Start Material for this exercise
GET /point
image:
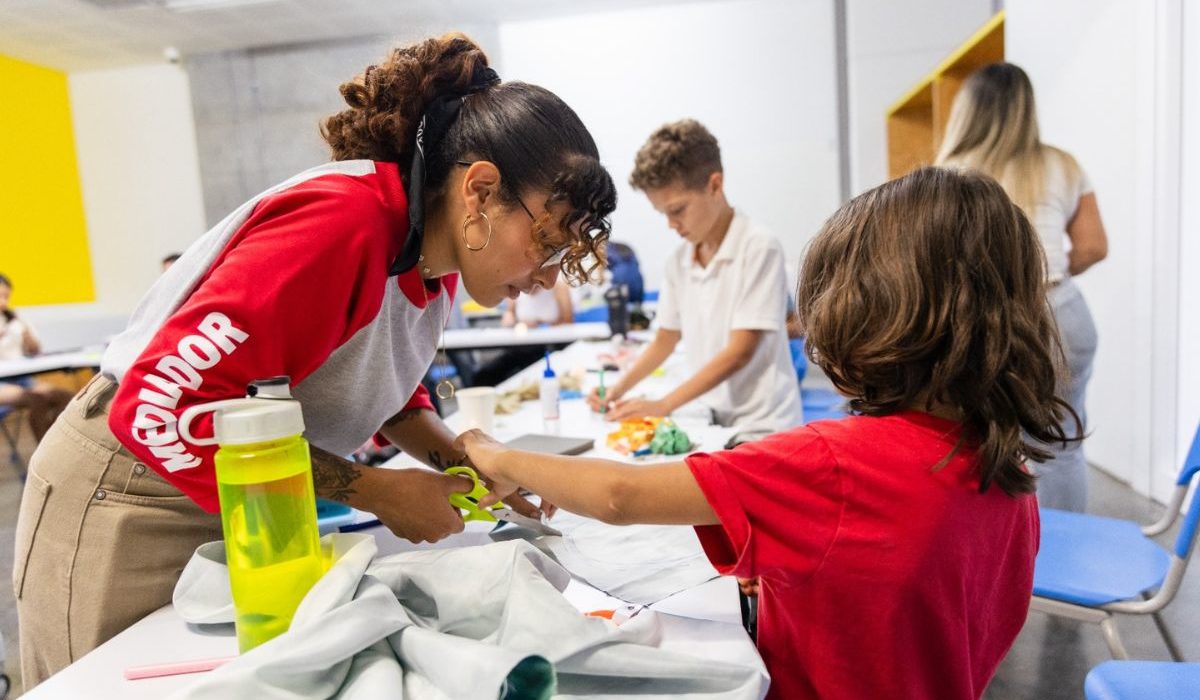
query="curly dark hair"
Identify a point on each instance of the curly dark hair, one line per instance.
(528, 132)
(683, 151)
(930, 289)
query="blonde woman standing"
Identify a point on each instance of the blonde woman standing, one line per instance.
(994, 129)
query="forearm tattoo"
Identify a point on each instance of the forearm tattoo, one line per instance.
(334, 478)
(441, 464)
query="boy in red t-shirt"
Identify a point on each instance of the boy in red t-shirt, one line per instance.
(895, 548)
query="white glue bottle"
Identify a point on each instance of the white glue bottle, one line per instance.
(547, 393)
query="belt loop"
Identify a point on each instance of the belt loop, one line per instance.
(99, 395)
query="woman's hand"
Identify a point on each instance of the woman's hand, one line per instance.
(413, 503)
(486, 454)
(637, 408)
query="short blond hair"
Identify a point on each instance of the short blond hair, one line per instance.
(683, 151)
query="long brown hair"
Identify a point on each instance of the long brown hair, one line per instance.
(929, 291)
(528, 132)
(994, 129)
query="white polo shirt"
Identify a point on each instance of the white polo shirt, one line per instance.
(743, 287)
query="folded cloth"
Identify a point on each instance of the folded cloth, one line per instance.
(475, 622)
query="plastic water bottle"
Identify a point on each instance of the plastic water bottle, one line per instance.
(268, 507)
(547, 394)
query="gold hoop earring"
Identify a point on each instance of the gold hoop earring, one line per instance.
(466, 225)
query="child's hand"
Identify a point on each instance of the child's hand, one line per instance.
(599, 406)
(485, 453)
(637, 408)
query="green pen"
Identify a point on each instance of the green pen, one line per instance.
(604, 405)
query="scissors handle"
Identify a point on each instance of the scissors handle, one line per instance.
(468, 502)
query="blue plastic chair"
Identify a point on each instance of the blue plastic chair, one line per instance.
(799, 362)
(1143, 681)
(592, 315)
(1090, 567)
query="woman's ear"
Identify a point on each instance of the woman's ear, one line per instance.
(480, 186)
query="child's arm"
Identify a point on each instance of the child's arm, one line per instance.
(732, 358)
(654, 354)
(610, 491)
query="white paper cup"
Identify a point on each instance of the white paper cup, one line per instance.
(478, 406)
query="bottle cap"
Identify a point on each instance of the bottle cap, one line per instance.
(269, 412)
(257, 420)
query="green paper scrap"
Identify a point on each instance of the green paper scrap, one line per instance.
(670, 440)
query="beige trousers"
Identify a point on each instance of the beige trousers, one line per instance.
(101, 538)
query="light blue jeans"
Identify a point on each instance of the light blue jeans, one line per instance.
(1062, 482)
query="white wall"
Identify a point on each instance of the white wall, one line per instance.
(1189, 229)
(1103, 73)
(136, 147)
(889, 46)
(759, 73)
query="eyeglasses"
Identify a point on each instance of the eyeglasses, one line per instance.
(557, 253)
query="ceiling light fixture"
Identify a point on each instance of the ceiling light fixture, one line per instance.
(205, 5)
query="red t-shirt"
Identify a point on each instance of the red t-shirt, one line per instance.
(881, 578)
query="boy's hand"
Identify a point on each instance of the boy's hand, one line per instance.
(595, 404)
(637, 408)
(485, 453)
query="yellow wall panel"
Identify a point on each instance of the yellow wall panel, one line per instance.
(43, 237)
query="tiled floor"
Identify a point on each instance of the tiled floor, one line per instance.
(1048, 662)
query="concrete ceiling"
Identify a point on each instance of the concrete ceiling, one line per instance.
(81, 35)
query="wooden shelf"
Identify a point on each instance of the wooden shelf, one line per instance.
(917, 120)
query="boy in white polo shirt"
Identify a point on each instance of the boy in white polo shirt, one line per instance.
(725, 295)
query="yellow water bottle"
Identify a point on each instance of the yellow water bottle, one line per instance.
(268, 507)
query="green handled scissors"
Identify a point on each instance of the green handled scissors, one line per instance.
(469, 504)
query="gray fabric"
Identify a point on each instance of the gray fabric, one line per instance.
(1062, 482)
(444, 624)
(637, 563)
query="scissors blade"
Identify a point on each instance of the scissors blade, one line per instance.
(510, 515)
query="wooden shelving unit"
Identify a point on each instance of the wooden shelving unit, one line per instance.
(917, 120)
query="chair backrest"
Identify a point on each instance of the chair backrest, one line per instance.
(592, 315)
(799, 360)
(1192, 518)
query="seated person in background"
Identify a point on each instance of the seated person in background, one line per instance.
(895, 548)
(724, 294)
(17, 340)
(624, 270)
(540, 306)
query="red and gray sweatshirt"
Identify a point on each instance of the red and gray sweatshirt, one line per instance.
(293, 282)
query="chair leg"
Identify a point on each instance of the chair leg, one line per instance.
(1109, 627)
(1171, 645)
(13, 436)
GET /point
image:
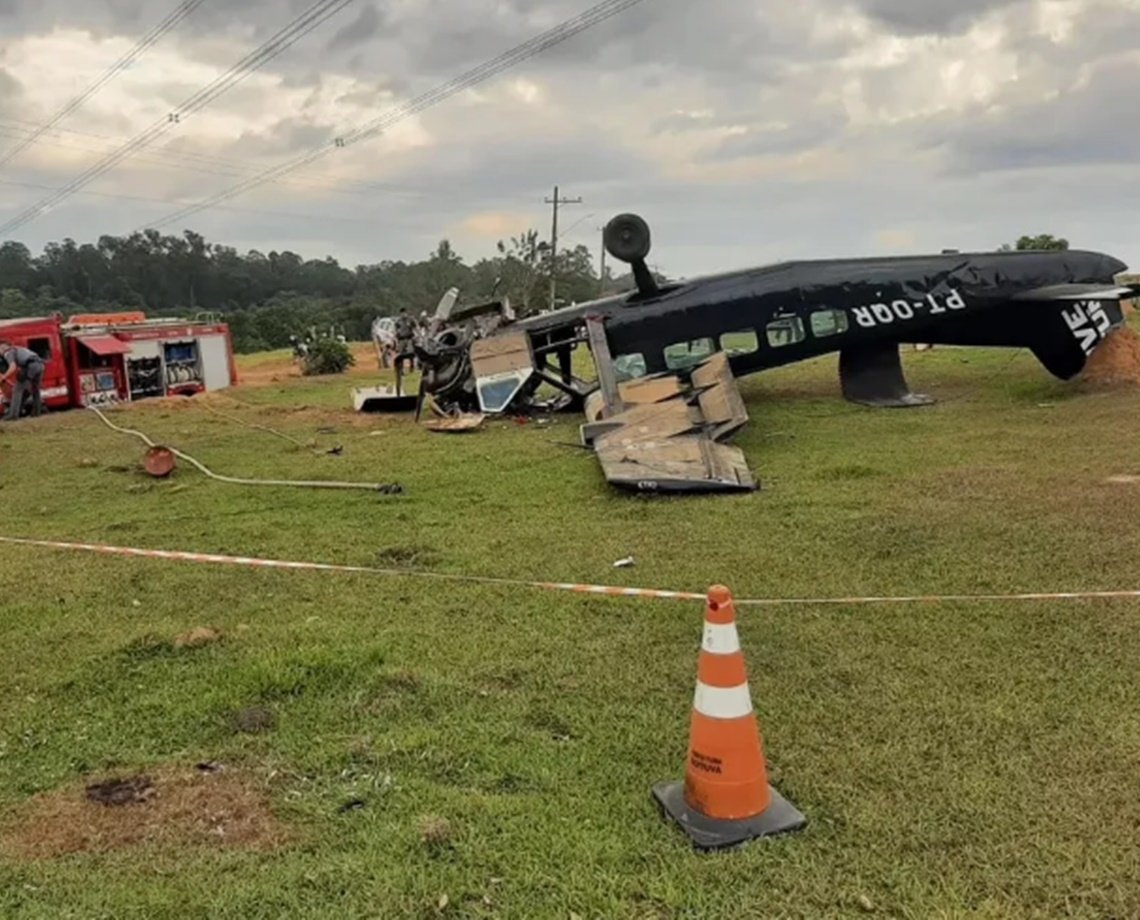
End Material for this exercise
Request: Return every line of the listing above that contains the word "water", copying each one unchanged.

The completed task:
query="plastic water bottle"
Identify a point on each instance of the plastic water bottle, one line per instance.
query="yellow water bottle"
Identify a point on each instance of the yellow water bottle, one line per instance.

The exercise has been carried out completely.